> _GIVEN REQUEST_
Copy out word for word the lines of the records starting at the line that contains "of the cloudy" and ending at the line that contains "Query: cloudy sky", including both of those lines and nothing else.

Outline annotation records
◇ ◇ ◇ ◇
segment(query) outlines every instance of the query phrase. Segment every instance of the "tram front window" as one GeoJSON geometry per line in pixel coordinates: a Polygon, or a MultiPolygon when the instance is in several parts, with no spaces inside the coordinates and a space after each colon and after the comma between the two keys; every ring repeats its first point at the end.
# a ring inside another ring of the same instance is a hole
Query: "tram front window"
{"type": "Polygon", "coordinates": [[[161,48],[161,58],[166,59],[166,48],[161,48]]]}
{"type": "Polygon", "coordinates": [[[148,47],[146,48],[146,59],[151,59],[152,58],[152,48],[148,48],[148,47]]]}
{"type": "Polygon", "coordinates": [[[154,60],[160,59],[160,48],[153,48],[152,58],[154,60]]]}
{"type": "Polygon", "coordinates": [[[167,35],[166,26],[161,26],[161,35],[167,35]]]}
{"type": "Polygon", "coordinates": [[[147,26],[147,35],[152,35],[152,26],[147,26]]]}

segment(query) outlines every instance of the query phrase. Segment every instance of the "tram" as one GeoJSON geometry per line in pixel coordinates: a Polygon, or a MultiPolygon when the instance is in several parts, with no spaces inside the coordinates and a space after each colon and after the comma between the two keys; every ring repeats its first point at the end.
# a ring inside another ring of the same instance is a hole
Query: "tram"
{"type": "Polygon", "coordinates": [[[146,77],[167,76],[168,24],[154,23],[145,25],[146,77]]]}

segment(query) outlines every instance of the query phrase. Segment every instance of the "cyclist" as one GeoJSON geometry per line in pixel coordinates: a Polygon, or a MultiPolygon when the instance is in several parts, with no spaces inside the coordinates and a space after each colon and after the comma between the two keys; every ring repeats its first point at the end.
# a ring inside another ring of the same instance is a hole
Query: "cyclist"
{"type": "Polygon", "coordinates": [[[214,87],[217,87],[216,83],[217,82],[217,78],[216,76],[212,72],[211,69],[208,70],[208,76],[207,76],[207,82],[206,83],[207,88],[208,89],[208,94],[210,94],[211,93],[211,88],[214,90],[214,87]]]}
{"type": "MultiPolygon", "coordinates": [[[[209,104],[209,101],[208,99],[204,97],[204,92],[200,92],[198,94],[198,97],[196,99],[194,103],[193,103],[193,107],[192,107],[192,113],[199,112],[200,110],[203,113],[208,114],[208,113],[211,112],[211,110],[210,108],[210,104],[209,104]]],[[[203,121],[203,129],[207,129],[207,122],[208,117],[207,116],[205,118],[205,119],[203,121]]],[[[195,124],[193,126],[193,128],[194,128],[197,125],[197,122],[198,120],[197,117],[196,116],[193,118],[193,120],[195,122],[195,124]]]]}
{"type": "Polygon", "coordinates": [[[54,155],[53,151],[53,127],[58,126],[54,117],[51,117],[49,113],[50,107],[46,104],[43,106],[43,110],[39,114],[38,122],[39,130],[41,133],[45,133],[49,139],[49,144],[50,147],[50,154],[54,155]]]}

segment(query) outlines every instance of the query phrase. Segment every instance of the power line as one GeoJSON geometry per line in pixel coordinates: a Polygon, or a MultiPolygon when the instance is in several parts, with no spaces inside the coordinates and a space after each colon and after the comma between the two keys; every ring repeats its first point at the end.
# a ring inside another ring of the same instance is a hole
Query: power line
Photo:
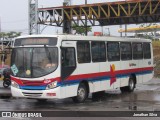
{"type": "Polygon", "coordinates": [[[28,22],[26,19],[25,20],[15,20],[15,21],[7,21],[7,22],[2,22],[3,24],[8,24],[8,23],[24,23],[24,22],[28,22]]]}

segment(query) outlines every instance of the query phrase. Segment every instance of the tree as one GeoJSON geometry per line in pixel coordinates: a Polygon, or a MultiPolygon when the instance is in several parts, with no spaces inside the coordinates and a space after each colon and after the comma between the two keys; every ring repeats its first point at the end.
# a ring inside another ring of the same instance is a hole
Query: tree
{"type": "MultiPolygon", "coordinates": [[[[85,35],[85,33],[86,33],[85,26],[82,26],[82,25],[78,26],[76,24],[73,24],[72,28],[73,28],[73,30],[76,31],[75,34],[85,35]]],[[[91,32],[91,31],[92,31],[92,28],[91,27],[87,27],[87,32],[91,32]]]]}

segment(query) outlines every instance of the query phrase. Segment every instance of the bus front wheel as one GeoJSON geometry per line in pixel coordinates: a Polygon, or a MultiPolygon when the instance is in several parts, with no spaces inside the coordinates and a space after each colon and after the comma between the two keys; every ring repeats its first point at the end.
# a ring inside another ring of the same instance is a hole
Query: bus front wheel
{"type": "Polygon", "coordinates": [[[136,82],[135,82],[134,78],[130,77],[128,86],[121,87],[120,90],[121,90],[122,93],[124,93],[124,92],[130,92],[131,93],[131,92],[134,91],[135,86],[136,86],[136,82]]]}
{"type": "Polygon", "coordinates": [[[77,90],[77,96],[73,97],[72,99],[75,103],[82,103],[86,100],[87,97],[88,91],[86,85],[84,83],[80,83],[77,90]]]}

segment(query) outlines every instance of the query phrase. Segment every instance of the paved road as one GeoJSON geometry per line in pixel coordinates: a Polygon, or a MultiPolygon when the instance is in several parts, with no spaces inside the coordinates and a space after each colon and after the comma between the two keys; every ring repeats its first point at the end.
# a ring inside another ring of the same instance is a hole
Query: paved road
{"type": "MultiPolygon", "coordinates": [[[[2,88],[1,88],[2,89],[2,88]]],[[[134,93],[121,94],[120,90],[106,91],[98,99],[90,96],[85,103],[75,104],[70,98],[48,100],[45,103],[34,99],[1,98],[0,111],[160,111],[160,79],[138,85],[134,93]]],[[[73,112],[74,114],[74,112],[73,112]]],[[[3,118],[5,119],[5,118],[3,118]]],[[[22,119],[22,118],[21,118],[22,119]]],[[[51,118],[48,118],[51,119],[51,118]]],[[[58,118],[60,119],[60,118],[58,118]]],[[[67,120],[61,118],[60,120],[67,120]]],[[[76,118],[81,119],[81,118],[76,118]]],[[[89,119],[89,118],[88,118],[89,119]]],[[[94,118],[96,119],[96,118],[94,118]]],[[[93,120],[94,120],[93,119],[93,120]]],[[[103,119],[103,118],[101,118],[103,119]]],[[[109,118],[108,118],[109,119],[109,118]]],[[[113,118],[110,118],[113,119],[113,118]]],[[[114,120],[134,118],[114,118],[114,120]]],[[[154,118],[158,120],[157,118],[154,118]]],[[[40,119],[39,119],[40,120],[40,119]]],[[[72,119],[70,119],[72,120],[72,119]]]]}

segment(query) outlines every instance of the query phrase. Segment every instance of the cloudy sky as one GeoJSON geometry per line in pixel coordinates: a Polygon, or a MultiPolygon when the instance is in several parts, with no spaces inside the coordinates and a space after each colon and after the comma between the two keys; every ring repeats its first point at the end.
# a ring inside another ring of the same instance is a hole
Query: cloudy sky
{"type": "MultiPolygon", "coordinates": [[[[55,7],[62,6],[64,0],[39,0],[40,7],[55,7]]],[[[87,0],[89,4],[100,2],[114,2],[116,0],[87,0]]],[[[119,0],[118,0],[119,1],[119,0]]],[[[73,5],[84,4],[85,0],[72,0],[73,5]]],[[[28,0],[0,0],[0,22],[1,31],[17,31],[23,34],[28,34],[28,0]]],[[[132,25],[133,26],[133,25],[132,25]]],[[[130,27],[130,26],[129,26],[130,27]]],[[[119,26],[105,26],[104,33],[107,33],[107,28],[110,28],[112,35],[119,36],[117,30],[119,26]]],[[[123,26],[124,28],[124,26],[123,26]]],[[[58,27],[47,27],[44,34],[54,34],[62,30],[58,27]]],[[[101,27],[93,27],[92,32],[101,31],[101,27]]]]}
◇ ◇ ◇ ◇
> _RESULT OF THIS EXERCISE_
segment(query) outlines every instance of the query phrase. Segment every instance of the cloudy sky as one GeoJSON geometry per line in pixel coordinates: a Polygon, or a MultiPolygon when the instance is in several parts, with no spaces inside the coordinates and a space after each colon and after the comma between the two keys; every ring repeats its first point at the end.
# a ring inside another ring of the same instance is a hole
Query: cloudy sky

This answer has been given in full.